▶ **PASSAGE TO READ**:
────────

Location
- 901 East Main Street Whitehouse, Texas 75791-3130 United States 32°13′57″N 95°12′50″W﻿ / ﻿32.23250°N 95.21389°W

Information
- School type: Public high school
- Motto: Students First
- Established: 1904
- School district: Whitehouse Independent School District
- Principal: Randal Speights
- Teaching staff: 103.45 (FTE)
- Grades: 9–12
- Enrollment: 1,475 (2023-2024)
- Student to teacher ratio: 14.26
- Colors: Maroon & White
- Athletics conference: UIL Class AAAAA (5A)
- Mascot: Wildcats
- Yearbook: The Wildcat
- Website: Whitehouse High School website

= Whitehouse High School =

Whitehouse High School is a public high school in Whitehouse, Texas, United States. It is classified as a 5A school by the University Interscholastic League (UIL) and is part of the Whitehouse Independent School District in Smith County. In 2018, the school was rated "Met Standard" by the Texas Education Agency.

────────

▶ **RECORDS FOR THIS EXERCISE**:
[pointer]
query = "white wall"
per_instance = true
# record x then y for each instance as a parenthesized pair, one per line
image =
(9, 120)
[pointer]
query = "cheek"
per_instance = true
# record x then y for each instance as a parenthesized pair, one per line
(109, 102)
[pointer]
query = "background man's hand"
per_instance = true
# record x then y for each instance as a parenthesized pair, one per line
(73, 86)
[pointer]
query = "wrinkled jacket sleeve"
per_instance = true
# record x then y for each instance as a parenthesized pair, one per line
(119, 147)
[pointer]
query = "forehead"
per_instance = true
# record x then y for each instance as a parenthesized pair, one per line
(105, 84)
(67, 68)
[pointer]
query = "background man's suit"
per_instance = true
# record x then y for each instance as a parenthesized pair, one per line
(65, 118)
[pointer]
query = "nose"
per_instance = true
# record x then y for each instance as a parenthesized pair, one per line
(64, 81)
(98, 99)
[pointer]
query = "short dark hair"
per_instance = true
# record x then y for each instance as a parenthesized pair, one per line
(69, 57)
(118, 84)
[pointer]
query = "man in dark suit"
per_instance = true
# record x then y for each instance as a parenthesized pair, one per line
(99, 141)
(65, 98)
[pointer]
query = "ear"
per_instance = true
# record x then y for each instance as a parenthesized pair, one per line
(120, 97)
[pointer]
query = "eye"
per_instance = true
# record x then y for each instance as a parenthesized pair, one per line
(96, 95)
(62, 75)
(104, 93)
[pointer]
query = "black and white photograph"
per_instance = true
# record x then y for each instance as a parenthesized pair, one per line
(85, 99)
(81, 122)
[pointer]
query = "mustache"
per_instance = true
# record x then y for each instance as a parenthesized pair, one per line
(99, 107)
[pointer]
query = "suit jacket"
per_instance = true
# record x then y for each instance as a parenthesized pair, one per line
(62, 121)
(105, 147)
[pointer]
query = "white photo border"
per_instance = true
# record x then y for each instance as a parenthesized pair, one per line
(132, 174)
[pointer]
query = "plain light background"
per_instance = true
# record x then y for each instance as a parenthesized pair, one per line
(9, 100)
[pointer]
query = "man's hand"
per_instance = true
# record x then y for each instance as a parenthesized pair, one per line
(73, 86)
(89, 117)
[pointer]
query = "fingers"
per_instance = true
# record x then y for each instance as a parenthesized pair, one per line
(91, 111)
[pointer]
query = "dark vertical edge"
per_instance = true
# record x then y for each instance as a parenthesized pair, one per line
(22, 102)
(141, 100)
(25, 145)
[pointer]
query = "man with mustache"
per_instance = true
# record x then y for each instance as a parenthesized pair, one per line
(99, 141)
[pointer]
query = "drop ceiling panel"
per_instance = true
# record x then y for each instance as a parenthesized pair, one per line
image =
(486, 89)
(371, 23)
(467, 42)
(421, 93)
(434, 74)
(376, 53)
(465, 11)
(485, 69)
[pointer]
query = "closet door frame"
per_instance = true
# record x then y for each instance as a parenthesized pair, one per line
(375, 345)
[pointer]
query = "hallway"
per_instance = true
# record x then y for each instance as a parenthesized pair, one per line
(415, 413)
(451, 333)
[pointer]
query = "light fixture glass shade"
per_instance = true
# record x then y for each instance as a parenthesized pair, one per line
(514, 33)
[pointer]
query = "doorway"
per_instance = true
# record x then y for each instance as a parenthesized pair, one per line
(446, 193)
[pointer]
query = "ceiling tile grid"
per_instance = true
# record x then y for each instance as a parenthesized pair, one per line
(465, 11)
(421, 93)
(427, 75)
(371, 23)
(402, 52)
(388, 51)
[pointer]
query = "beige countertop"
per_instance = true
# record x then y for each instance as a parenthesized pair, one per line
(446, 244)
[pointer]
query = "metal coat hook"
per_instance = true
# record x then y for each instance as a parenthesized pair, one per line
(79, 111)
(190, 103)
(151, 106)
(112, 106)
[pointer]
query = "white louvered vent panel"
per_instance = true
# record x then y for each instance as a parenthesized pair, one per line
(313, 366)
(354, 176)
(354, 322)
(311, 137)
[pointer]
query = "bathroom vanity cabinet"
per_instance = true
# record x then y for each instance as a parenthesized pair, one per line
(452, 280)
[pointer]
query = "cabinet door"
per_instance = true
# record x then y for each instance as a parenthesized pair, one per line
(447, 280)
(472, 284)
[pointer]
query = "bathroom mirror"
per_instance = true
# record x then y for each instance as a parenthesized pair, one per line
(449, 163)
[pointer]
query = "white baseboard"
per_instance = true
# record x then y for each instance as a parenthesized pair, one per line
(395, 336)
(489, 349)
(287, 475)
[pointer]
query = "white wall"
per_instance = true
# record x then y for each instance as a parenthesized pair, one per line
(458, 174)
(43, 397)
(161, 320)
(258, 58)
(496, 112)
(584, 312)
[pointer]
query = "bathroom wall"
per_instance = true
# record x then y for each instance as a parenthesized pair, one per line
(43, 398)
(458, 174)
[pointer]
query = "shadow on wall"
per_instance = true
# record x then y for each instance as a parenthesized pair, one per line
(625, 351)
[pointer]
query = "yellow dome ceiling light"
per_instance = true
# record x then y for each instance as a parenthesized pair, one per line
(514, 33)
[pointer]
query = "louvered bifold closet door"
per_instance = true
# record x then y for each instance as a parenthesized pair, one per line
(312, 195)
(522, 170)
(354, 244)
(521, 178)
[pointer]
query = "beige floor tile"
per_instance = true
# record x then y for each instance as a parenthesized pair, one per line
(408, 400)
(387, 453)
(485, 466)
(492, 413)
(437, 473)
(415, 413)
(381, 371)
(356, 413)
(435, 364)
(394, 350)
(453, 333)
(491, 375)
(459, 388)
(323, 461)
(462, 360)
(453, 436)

────────

▶ **WHAT YOU WILL DO**:
1 - Read the Whitehouse High School page and decide whether each statement agrees with it: (a) the school was established in 1904; (b) the school's mascot is the Panthers; (c) the school is part of the Whitehouse Independent School District in Smith County. Answer yes or no for each, and quote the words from the page that settle it.
2 - Pull out every line of the rows that contains the string "louvered", matching case exactly.

▶ **THE REPLIES**:
1 -
(a) Yes: "Established: 1904"
(b) No: "Mascot: Wildcats"
(c) Yes: "is part of the Whitehouse Independent School District in Smith County"

2 -
query = "white louvered vent panel"
query = "louvered bifold closet door"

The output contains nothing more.